TEXTO

────

Chile no puede seguir postergando una discusión seria y bien informada sobre el aumento de la edad legal de jubilación. Haber promulgado recientemente una reforma sustantiva al sistema de pensiones no debiera servir como excusa para eludir un debate que, por razones demográficas y fiscales ampliamente documentadas, es ineludible. Por el contrario, la implementación de esta reforma exigirá nuevas adecuaciones y ofrece una oportunidad para abordar el tema con la anticipación y la evidencia que antes nos han faltado.

Elevar la edad de jubilación para quienes hoy ingresan al mercado laboral debiera ser trivial. La realidad futura sobre longevidad y condiciones de salud a edades avanzadas probablemente superará incluso los escenarios más optimistas de hoy. Es razonable asumir que quienes tienen 20 años en la actualidad llegarán a los 60 o 65 con capacidades laborales superiores a las de generaciones previas.

Del mismo modo, es imprescindible definir desde ya las reglas aplicables a quienes están en sus cuarentas. Los cambios en la edad futura de retiro impactan las decisiones laborales, de ahorro y de acumulación de capital humano. No es responsable improvisar cuando estas personas estén próximas a la edad de jubilación y ya no sea posible ajustar sus trayectorias laborales o previsionales.

────

Ejemplos de etiquetado de puntos:

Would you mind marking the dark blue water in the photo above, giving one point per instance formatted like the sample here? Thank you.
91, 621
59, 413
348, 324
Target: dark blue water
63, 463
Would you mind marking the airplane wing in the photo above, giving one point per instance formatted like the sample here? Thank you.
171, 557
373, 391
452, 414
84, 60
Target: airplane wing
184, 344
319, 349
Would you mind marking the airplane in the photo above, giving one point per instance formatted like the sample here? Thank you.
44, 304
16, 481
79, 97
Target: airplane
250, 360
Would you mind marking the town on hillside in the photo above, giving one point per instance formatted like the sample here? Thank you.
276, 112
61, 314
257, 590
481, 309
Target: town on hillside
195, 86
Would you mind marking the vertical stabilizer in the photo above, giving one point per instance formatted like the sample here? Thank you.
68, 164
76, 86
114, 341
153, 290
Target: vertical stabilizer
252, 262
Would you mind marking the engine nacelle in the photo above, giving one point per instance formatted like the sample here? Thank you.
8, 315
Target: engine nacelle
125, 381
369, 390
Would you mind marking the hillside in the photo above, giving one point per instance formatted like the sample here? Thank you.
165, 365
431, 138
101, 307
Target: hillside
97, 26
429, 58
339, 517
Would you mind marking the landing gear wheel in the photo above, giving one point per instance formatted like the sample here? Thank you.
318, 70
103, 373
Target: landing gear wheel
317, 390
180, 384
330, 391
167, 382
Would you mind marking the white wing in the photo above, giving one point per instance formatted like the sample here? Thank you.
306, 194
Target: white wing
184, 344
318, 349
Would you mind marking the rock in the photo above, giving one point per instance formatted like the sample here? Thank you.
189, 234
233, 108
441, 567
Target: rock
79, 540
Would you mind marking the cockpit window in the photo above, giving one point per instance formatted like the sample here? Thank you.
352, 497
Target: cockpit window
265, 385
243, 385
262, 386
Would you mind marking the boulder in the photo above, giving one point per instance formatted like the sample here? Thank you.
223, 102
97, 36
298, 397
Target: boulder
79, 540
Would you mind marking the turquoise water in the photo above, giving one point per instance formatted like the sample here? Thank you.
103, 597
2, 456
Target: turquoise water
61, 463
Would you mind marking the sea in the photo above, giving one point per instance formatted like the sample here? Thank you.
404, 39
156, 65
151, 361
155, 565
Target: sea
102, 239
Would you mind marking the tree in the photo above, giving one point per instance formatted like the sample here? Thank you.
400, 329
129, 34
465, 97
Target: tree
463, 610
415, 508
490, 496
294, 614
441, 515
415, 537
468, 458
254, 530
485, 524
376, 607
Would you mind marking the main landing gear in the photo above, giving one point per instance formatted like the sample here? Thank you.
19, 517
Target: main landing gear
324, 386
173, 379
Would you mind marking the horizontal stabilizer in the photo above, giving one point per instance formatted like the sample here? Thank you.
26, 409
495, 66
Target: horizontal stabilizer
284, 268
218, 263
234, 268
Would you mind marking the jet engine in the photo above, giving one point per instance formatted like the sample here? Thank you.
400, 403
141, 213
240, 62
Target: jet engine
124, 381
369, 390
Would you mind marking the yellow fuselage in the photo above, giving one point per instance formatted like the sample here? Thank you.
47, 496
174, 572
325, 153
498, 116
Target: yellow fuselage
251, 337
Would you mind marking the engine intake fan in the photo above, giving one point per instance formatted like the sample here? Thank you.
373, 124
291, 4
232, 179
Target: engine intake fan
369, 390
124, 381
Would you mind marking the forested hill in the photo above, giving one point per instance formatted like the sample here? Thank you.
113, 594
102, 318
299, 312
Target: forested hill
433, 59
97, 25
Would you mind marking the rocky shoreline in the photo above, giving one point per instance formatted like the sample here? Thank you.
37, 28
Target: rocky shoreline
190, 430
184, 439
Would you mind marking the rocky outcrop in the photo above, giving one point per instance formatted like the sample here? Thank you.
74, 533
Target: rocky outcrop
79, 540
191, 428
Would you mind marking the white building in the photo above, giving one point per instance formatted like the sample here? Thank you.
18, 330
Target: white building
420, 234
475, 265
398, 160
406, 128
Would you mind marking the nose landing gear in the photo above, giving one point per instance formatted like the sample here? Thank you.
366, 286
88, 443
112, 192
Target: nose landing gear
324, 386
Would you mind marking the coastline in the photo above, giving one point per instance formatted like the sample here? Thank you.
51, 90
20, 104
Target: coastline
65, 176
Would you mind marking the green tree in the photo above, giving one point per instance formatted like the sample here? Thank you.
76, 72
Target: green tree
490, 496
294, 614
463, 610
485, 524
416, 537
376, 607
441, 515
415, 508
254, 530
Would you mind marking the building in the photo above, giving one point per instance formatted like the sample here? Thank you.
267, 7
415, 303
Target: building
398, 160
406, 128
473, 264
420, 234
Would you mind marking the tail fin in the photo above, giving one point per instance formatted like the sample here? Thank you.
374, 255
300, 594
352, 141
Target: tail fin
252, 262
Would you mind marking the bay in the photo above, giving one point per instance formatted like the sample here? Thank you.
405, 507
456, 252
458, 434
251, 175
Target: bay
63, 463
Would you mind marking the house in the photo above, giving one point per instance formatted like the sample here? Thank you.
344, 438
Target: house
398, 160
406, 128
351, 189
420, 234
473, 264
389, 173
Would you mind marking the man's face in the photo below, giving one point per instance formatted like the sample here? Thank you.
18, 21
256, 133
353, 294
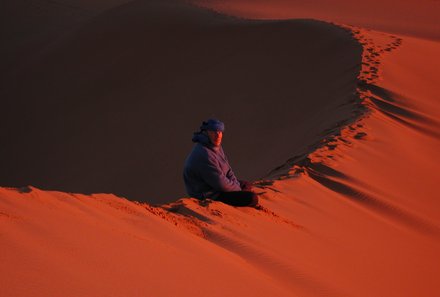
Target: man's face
215, 137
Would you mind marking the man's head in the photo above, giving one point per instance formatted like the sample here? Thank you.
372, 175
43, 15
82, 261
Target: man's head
214, 129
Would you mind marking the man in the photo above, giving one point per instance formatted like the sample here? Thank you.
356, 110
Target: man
207, 173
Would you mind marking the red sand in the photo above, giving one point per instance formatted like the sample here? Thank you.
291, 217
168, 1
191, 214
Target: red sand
361, 218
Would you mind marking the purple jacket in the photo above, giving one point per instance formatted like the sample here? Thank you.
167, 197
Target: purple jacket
207, 171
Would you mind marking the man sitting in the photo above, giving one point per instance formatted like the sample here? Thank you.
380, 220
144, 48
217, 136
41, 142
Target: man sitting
207, 173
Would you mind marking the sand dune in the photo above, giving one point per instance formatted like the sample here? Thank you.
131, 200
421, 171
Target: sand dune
356, 213
407, 17
112, 107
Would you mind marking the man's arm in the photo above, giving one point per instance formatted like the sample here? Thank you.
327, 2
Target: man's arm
213, 176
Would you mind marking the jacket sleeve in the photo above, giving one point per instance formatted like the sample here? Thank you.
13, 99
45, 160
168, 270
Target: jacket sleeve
213, 176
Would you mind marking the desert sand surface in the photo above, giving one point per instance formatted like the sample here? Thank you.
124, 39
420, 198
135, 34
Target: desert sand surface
352, 211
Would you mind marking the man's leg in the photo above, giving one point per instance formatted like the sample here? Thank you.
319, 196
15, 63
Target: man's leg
239, 198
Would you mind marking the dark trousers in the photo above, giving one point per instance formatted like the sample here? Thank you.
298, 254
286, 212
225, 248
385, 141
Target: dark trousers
239, 198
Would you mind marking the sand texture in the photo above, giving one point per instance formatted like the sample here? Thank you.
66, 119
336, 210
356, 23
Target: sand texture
337, 123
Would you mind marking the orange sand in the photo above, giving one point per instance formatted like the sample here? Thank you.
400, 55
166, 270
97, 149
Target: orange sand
359, 217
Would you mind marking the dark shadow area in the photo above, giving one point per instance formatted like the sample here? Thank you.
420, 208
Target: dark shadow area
112, 107
390, 105
375, 204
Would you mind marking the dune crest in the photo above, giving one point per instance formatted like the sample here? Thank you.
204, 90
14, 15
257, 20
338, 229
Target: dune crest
357, 216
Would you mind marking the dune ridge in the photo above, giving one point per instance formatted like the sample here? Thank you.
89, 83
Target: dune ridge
359, 216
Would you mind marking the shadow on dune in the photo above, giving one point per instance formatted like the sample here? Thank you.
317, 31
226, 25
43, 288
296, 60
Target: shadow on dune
326, 176
394, 107
112, 107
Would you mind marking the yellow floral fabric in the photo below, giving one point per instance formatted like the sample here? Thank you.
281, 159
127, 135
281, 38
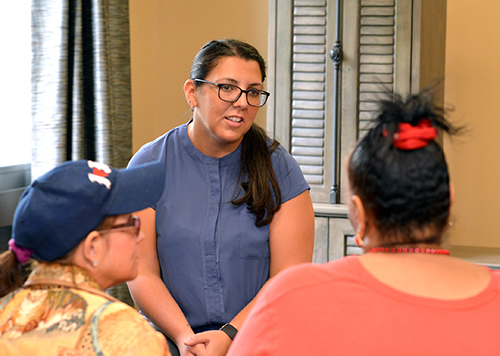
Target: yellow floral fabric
62, 311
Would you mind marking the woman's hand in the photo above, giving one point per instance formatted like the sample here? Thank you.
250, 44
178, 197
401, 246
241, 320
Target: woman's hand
195, 350
216, 342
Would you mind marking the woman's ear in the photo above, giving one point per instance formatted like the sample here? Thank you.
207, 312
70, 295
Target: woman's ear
452, 194
92, 248
190, 93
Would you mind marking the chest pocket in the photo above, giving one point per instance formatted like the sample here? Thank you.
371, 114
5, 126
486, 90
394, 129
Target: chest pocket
254, 241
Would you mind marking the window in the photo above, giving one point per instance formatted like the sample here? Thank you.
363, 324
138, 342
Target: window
15, 88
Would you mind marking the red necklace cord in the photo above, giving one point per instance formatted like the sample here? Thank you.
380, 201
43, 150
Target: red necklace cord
434, 251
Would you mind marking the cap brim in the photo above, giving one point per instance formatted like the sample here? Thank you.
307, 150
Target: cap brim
137, 188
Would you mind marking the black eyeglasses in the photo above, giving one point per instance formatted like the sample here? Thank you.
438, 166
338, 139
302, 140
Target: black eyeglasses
231, 93
133, 222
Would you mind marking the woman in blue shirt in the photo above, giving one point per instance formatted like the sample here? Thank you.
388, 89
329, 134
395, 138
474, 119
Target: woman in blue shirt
235, 210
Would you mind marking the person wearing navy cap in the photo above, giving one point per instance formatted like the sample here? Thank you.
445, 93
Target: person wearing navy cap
78, 223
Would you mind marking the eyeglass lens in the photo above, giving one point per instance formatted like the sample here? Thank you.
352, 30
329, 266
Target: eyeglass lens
232, 93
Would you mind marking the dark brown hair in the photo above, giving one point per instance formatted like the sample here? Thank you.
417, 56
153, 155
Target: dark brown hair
407, 192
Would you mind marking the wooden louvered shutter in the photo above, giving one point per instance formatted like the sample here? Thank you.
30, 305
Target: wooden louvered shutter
308, 88
376, 55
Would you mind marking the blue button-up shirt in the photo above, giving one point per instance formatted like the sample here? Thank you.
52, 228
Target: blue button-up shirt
213, 258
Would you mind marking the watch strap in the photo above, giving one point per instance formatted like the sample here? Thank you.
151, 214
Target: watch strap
229, 330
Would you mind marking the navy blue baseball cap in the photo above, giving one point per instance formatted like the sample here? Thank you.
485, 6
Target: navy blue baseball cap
60, 208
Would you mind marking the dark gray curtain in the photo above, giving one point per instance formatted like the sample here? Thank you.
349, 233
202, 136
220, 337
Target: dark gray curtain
81, 105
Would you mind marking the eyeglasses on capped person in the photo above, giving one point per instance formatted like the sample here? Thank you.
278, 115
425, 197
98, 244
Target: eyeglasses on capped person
231, 93
133, 222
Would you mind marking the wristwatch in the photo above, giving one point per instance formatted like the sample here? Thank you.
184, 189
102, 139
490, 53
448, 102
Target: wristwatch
229, 330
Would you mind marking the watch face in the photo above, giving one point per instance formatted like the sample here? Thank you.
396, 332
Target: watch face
229, 330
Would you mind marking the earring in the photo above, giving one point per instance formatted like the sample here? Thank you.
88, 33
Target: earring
359, 240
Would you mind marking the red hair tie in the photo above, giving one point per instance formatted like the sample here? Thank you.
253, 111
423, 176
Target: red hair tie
411, 137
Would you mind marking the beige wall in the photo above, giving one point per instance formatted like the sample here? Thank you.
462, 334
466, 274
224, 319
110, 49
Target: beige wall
472, 85
165, 37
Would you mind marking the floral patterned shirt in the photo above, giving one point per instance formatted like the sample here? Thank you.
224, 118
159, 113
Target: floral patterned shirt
61, 310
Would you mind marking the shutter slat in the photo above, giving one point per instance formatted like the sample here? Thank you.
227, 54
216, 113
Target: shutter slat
308, 114
308, 87
296, 132
316, 86
309, 123
308, 104
308, 95
309, 160
309, 67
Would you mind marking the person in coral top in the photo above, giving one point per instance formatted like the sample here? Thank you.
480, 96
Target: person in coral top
405, 295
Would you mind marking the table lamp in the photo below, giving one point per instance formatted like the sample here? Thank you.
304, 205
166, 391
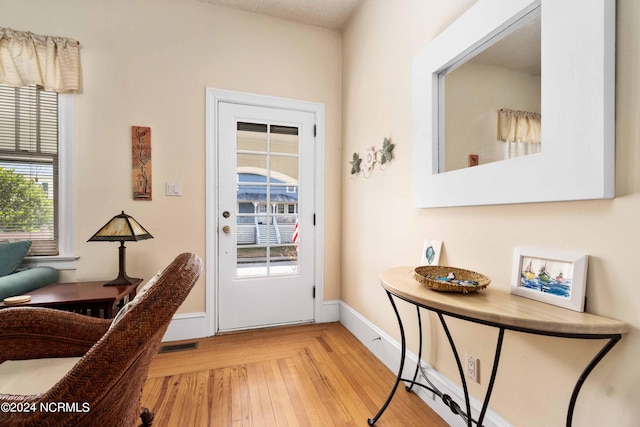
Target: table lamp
121, 228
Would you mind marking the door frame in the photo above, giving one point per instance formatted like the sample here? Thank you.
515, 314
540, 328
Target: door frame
213, 98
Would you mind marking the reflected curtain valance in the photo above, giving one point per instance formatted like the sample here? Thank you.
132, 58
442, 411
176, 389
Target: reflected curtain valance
50, 62
519, 126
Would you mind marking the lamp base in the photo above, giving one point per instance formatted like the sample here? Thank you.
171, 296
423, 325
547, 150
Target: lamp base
121, 280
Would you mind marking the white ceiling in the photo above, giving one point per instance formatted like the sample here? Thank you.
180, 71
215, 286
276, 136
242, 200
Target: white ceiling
332, 14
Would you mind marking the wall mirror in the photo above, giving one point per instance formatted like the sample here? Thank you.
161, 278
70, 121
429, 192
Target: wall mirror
573, 158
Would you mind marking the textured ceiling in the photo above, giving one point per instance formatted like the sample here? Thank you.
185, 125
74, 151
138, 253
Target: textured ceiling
332, 14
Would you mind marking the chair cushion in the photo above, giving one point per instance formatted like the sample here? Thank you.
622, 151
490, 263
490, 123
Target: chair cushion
11, 255
33, 376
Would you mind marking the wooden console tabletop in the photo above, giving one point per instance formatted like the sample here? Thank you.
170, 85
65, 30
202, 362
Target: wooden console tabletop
496, 307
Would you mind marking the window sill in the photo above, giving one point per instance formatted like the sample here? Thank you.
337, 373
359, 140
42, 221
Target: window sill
58, 262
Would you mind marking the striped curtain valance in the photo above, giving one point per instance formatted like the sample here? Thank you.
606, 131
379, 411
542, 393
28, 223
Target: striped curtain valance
519, 126
50, 62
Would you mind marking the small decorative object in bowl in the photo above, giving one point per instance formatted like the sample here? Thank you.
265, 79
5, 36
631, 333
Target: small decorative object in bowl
451, 279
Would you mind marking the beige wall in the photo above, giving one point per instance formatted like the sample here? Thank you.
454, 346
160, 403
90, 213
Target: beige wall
148, 63
381, 229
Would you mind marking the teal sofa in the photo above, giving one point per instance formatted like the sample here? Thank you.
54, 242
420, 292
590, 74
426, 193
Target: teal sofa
19, 281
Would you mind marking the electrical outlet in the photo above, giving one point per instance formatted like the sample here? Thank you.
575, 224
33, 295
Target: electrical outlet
472, 367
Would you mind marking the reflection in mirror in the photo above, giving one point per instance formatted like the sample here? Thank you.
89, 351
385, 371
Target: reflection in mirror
492, 99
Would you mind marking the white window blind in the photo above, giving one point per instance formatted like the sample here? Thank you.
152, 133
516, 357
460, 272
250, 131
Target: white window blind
29, 167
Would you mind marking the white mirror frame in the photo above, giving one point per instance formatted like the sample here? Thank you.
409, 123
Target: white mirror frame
577, 161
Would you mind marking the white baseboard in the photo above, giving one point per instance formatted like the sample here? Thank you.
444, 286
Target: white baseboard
388, 351
187, 326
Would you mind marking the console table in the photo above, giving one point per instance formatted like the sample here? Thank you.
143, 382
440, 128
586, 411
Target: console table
89, 298
497, 309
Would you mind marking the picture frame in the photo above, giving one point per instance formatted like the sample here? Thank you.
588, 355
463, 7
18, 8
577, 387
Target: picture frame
431, 252
552, 277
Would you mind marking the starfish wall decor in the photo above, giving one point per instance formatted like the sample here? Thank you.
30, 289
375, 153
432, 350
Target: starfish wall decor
372, 157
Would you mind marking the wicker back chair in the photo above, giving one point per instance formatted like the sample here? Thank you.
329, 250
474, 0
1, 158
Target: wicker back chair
114, 359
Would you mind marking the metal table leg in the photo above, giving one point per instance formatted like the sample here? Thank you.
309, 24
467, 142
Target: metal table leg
373, 420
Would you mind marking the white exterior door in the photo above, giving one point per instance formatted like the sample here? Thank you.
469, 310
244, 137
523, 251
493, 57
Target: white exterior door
265, 216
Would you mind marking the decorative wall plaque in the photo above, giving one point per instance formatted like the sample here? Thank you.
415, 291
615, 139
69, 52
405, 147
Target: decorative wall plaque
141, 162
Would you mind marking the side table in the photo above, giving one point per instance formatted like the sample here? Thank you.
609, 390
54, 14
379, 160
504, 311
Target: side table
88, 298
500, 310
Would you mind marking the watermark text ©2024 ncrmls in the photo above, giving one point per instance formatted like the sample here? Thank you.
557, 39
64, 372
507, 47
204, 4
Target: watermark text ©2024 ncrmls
47, 407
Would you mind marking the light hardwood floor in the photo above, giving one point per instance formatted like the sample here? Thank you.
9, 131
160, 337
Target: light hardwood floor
312, 375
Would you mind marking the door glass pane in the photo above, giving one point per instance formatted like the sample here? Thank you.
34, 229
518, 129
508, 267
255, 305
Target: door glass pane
267, 200
252, 137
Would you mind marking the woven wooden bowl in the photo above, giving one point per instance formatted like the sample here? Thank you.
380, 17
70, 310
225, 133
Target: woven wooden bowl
460, 280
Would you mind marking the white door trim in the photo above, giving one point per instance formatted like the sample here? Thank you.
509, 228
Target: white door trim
213, 98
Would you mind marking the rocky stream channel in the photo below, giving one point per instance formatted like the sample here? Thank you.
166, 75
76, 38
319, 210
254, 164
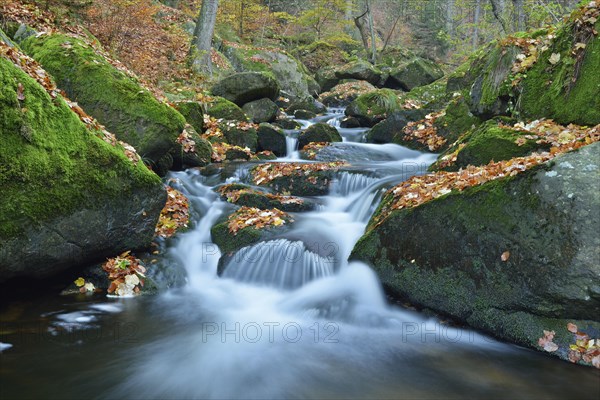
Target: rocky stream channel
288, 317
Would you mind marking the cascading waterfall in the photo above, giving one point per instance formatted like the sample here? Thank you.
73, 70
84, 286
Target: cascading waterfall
289, 318
279, 263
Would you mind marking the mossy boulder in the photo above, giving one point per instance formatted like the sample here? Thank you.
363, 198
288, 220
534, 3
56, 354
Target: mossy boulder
4, 38
193, 113
567, 91
560, 82
343, 94
291, 75
193, 151
262, 110
272, 138
326, 78
386, 130
235, 135
457, 120
304, 114
221, 108
447, 254
491, 142
360, 70
116, 100
415, 73
373, 107
68, 197
319, 132
245, 87
318, 55
308, 104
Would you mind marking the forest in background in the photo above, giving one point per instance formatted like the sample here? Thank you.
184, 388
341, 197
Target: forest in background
153, 38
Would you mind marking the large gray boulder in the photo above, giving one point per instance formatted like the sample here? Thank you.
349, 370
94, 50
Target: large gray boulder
360, 70
291, 75
245, 87
415, 73
262, 110
512, 257
68, 197
272, 138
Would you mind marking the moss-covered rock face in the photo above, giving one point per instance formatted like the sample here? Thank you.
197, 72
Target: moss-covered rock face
457, 120
326, 78
557, 80
116, 100
417, 72
386, 130
373, 107
319, 132
191, 150
68, 198
193, 113
263, 110
272, 138
237, 136
447, 254
291, 75
247, 86
309, 104
221, 108
567, 91
360, 70
319, 55
490, 142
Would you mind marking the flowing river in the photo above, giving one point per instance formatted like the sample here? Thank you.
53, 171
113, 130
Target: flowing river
288, 318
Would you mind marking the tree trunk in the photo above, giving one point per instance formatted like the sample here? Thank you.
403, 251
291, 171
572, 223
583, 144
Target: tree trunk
203, 35
372, 30
364, 35
498, 9
476, 24
450, 18
519, 15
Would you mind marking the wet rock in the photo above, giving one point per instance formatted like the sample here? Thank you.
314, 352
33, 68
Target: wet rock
447, 254
319, 132
272, 138
263, 110
245, 87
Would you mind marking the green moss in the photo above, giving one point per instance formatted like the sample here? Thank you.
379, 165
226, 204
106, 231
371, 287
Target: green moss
115, 99
50, 164
548, 90
379, 102
228, 242
225, 109
457, 121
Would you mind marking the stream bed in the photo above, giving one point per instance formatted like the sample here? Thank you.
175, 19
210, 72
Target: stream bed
288, 318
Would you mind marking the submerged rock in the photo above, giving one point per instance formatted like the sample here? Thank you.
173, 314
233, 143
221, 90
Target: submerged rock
415, 73
319, 132
513, 257
68, 197
262, 110
373, 107
221, 108
272, 138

────

INSTRUCCIÓN 1
En el texto sobre la edad de jubilación, ¿a qué edad se espera que lleguen quienes hoy tienen 20 años con capacidades laborales superiores a las de generaciones previas?
INSTRUCCIÓN 2
Resume en forma de lista el párrafo del texto sobre la edad de jubilación que empieza con "Del mismo modo, es imprescindible".
INSTRUCCIÓN 3
Imprime el fragmento del texto sobre la edad de jubilación que comienza con "Chile no puede" y sigue hasta "nos han faltado.".

RESPUESTA CORRECTA 1
A los 60 o 65 años.

RESPUESTA CORRECTA 2
- Hay que definir desde ya las reglas de jubilación para quienes están en sus cuarentas.
- Los cambios en la edad futura de retiro afectan las decisiones laborales, de ahorro y de acumulación de capital humano.
- Improvisar cuando estas personas estén cerca de jubilar no es responsable, porque ya no podrán ajustar sus trayectorias laborales o previsionales.

RESPUESTA CORRECTA 3
Chile no puede seguir postergando una discusión seria y bien informada sobre el aumento de la edad legal de jubilación. Haber promulgado recientemente una reforma sustantiva al sistema de pensiones no debiera servir como excusa para eludir un debate que, por razones demográficas y fiscales ampliamente documentadas, es ineludible. Por el contrario, la implementación de esta reforma exigirá nuevas adecuaciones y ofrece una oportunidad para abordar el tema con la anticipación y la evidencia que antes nos han faltado.